■ **WRITTEN TASK 1**:
Write out the court excerpt on the witness Kulkarni in full, word for word.

───── TEXT BLOCK ─────

186. The second statement is equally, if not more, fallacious. In the second statement it is said  

that  Kulkarni  was  ‘inexplicably’ dropped  as  a  prosecution  witness.  We  have  seen  earlier  that  

Kulkarni  was  dropped  as  a  prosecution  witness  for  good  reasons  summed  up  in  the  Joint  

Commissioner’s report to the trial court and there was nothing ‘inexplicable’ about it. In the second  

statement it is further suggested that the prosecution’s claim that Kulkarni was bought over by the  

accused was untrue because he was the only witness who still said that the accident was caused by a  

black car with two men in it, one of them being called Sanjeev. It is true that in his deposition  

before the court Kulkarni said that the accident was caused by a black car but he resiled from his  

earlier statements made before the police and the magistrate in a more subtle and clever way than  

the other two prosecution witnesses, namely, Hari Shankar Yadav and Manoj Malik.  Departing  

from his earlier statements he said in the court that he heard one of the two occupants of the car  

addressing the other as ‘Sanch or sanz’ (and not as Sanjeev). Further, though admitting that Sanjeev  

Nanda was one of the occupants of the car, he positively denied that he got down from the driving  

seat of the car and placed someone else on the driving seat of the car causing the accident. Thus the  

damage  to  the  prosecution  case  that  he  tried  to  cause  was  far  more  serious  than  any  other  

prosecution witness. It is not that NDTV did not know these facts. NDTV was covering the BMW  

trial very closely since its beginning and was aware of all the developments taking place in the case.

─────

■ **WRITTEN TASK 2**:
Return each line of the records that contains the string "ceiling", matching case exactly.

───── EXERCISE DATA ─────

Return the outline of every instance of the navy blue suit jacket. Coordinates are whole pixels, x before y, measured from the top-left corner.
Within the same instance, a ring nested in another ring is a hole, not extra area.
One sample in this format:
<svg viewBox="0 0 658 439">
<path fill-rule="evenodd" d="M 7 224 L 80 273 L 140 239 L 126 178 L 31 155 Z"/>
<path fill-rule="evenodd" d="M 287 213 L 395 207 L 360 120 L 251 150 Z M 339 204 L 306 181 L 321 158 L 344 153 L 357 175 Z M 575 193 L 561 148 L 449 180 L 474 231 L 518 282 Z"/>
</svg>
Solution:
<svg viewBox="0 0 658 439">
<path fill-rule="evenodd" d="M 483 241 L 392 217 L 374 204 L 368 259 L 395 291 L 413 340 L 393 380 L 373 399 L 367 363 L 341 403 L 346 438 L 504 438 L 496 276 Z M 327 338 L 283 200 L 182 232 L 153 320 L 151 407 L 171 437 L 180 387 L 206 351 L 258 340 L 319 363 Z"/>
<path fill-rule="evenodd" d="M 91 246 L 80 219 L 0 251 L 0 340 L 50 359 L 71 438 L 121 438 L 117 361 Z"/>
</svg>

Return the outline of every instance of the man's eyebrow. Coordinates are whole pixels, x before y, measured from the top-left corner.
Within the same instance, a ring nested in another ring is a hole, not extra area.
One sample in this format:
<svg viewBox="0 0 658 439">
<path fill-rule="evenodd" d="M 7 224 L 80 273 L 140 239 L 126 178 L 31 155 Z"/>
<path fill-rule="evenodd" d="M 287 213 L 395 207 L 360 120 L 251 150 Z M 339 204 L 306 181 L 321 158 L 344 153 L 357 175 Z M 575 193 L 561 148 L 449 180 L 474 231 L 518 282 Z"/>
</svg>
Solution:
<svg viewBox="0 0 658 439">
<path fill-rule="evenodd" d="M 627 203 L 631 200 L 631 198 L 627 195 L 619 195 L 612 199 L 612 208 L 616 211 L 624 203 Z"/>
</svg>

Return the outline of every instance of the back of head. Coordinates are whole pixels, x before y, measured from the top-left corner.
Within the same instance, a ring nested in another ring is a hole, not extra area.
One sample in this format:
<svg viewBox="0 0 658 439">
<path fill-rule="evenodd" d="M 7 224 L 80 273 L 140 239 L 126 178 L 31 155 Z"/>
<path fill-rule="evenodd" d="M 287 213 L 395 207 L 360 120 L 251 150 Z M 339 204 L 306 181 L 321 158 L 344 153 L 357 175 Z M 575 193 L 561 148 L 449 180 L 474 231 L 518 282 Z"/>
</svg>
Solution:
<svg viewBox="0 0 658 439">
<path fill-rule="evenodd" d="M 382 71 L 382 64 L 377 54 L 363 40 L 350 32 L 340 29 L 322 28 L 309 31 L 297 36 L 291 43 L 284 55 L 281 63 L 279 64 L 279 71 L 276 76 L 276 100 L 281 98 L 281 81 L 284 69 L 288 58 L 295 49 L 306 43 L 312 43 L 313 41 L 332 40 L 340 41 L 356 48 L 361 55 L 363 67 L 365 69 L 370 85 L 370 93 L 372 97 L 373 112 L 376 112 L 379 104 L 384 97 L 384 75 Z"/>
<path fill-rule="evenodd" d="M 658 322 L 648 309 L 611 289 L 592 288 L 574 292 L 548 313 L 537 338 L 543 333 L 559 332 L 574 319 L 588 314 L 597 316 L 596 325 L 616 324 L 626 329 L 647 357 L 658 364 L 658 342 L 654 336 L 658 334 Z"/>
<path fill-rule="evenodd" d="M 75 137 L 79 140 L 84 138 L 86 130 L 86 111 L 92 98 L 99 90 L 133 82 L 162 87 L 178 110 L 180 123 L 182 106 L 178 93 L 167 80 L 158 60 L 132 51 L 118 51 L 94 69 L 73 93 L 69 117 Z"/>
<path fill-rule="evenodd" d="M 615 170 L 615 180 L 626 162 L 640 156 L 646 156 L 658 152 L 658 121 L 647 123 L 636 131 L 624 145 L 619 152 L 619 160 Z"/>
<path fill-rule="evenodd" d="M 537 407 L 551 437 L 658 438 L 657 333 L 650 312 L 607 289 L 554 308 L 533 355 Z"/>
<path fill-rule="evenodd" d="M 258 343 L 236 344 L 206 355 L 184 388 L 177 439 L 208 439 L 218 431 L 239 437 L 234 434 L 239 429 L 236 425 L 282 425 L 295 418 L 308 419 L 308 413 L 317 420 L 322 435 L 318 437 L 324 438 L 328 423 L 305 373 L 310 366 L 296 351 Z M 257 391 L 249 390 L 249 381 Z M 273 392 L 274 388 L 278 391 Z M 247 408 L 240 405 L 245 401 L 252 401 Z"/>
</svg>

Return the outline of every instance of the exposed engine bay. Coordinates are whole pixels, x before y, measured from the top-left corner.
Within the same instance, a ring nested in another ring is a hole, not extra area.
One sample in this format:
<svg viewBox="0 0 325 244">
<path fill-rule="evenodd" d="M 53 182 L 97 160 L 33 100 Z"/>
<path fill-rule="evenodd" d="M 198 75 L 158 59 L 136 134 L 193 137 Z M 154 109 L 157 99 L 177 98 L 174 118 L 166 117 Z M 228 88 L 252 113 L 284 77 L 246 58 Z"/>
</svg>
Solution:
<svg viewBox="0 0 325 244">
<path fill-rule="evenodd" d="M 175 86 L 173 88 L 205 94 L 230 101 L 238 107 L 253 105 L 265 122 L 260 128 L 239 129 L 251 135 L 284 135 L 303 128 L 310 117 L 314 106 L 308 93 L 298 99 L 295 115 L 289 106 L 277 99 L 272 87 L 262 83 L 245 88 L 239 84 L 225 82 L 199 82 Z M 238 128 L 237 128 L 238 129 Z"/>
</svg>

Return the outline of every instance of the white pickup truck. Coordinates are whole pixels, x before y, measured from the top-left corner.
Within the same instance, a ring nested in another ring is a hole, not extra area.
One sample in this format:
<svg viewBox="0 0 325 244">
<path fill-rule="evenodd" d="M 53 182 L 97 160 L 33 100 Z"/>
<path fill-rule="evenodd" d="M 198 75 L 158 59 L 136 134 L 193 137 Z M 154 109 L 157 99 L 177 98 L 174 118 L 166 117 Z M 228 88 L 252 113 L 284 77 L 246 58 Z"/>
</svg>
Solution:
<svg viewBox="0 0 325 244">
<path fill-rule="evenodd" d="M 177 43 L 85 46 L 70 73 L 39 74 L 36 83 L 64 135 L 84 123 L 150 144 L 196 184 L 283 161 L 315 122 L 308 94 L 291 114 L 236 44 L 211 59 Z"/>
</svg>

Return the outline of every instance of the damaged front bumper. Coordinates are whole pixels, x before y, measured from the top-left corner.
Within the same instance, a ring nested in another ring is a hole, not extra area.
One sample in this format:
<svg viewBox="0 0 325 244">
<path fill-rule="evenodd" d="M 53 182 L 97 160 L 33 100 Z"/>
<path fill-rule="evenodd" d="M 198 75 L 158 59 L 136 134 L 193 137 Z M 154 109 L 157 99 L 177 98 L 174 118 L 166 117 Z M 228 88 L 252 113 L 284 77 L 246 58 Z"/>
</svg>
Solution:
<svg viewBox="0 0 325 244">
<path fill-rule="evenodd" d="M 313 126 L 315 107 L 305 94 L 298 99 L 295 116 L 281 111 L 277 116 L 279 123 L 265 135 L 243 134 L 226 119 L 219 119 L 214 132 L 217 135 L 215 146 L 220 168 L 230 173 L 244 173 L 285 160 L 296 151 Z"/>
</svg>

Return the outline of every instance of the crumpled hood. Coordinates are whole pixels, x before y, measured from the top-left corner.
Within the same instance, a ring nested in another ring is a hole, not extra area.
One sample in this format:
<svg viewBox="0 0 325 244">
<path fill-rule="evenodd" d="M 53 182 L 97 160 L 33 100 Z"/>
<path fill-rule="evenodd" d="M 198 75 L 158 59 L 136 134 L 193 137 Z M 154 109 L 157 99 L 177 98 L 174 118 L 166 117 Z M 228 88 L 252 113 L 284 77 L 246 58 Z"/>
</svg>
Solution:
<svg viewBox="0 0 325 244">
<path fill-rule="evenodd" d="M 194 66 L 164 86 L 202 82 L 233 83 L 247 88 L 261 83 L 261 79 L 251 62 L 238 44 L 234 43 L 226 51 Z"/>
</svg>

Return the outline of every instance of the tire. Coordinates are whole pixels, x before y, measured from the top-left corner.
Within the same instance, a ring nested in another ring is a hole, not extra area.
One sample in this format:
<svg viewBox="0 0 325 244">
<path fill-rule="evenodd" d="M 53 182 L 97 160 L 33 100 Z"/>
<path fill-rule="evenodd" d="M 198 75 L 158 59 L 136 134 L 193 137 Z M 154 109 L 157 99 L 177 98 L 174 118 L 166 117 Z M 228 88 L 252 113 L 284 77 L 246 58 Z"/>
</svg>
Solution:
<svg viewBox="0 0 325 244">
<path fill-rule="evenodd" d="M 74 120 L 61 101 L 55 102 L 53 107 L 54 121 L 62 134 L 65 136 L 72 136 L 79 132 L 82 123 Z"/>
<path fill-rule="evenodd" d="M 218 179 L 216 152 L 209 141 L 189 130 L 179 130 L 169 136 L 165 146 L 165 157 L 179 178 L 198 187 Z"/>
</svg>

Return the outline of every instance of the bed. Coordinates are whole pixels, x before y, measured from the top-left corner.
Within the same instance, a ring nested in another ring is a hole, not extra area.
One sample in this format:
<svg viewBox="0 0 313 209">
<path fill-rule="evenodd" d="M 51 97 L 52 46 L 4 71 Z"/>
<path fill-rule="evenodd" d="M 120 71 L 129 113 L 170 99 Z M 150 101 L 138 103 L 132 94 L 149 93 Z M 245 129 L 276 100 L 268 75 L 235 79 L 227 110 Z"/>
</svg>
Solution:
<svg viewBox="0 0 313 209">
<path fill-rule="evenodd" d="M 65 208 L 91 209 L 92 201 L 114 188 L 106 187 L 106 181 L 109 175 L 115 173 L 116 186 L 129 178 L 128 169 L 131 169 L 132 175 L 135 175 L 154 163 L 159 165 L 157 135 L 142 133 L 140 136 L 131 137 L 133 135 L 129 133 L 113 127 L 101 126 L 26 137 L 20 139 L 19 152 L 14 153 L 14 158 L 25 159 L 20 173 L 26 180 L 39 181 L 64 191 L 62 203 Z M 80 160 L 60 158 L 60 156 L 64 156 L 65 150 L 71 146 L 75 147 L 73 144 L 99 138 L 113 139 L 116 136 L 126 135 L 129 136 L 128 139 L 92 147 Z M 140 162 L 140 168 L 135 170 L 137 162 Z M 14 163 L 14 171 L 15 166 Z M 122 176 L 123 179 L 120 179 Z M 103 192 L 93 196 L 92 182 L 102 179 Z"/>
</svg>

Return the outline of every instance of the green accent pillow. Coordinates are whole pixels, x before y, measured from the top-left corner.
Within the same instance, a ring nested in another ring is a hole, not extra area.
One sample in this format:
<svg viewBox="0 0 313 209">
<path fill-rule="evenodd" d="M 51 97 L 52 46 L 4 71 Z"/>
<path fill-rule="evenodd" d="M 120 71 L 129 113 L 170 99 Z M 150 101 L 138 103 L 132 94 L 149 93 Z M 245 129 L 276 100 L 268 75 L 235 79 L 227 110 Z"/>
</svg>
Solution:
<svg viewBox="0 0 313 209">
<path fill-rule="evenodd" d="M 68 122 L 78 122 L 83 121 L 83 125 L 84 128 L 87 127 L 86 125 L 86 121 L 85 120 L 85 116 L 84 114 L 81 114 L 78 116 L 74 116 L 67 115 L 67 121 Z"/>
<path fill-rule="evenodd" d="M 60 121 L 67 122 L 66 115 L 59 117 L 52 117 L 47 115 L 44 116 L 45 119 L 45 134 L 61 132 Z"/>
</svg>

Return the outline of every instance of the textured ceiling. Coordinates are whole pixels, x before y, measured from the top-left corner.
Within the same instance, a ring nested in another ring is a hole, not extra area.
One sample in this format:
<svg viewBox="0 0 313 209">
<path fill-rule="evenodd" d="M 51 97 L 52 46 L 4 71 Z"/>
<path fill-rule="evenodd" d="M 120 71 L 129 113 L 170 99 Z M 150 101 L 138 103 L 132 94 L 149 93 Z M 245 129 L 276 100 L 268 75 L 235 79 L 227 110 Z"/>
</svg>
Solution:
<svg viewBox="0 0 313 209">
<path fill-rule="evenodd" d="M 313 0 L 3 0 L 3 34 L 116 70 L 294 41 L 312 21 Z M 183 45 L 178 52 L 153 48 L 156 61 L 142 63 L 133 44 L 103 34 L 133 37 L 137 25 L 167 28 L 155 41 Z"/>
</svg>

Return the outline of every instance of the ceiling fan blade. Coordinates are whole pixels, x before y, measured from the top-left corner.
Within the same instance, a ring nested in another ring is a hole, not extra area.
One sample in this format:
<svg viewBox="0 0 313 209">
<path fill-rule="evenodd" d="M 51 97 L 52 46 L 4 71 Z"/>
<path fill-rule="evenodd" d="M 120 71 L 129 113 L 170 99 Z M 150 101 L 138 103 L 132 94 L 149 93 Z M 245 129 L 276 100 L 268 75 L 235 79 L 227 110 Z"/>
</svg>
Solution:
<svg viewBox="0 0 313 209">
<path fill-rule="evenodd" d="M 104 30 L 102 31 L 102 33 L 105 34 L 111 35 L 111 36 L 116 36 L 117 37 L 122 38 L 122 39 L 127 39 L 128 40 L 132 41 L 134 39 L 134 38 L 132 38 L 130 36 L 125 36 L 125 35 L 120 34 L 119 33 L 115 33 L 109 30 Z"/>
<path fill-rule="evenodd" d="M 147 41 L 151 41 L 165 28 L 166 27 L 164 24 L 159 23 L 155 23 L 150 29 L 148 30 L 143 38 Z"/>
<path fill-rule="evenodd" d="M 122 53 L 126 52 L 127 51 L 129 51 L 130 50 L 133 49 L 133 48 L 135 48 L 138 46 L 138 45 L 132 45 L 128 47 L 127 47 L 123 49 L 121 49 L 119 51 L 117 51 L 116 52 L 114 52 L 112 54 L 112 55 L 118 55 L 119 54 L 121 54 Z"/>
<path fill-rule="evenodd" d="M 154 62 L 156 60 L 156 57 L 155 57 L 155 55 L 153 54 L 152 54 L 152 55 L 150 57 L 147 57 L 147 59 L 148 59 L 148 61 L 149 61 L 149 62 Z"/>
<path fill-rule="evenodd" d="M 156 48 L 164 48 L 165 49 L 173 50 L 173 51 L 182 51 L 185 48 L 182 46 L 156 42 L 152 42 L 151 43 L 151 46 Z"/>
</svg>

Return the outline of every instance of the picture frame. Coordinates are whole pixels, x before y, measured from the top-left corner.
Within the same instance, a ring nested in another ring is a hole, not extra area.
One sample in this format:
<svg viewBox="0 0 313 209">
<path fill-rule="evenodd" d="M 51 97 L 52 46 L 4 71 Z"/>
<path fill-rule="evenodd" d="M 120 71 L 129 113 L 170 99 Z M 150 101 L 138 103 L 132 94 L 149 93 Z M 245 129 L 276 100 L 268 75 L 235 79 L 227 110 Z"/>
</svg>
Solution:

─────

■ **EXPECTED ANSWER 1**:
186. The second statement is equally, if not more, fallacious. In the second statement it is said  

that  Kulkarni  was  ‘inexplicably’ dropped  as  a  prosecution  witness.  We  have  seen  earlier  that  

Kulkarni  was  dropped  as  a  prosecution  witness  for  good  reasons  summed  up  in  the  Joint  

Commissioner’s report to the trial court and there was nothing ‘inexplicable’ about it. In the second  

statement it is further suggested that the prosecution’s claim that Kulkarni was bought over by the  

accused was untrue because he was the only witness who still said that the accident was caused by a  

black car with two men in it, one of them being called Sanjeev. It is true that in his deposition  

before the court Kulkarni said that the accident was caused by a black car but he resiled from his  

earlier statements made before the police and the magistrate in a more subtle and clever way than  

the other two prosecution witnesses, namely, Hari Shankar Yadav and Manoj Malik.  Departing  

from his earlier statements he said in the court that he heard one of the two occupants of the car  

addressing the other as ‘Sanch or sanz’ (and not as Sanjeev). Further, though admitting that Sanjeev  

Nanda was one of the occupants of the car, he positively denied that he got down from the driving  

seat of the car and placed someone else on the driving seat of the car causing the accident. Thus the  

damage  to  the  prosecution  case  that  he  tried  to  cause  was  far  more  serious  than  any  other  

prosecution witness. It is not that NDTV did not know these facts. NDTV was covering the BMW  

trial very closely since its beginning and was aware of all the developments taking place in the case.

■ **EXPECTED ANSWER 2**:
Return the outline of every instance of the textured ceiling. Coordinates are whole pixels, x before y, measured from the top-left corner.
Return the outline of every instance of the ceiling fan blade. Coordinates are whole pixels, x before y, measured from the top-left corner.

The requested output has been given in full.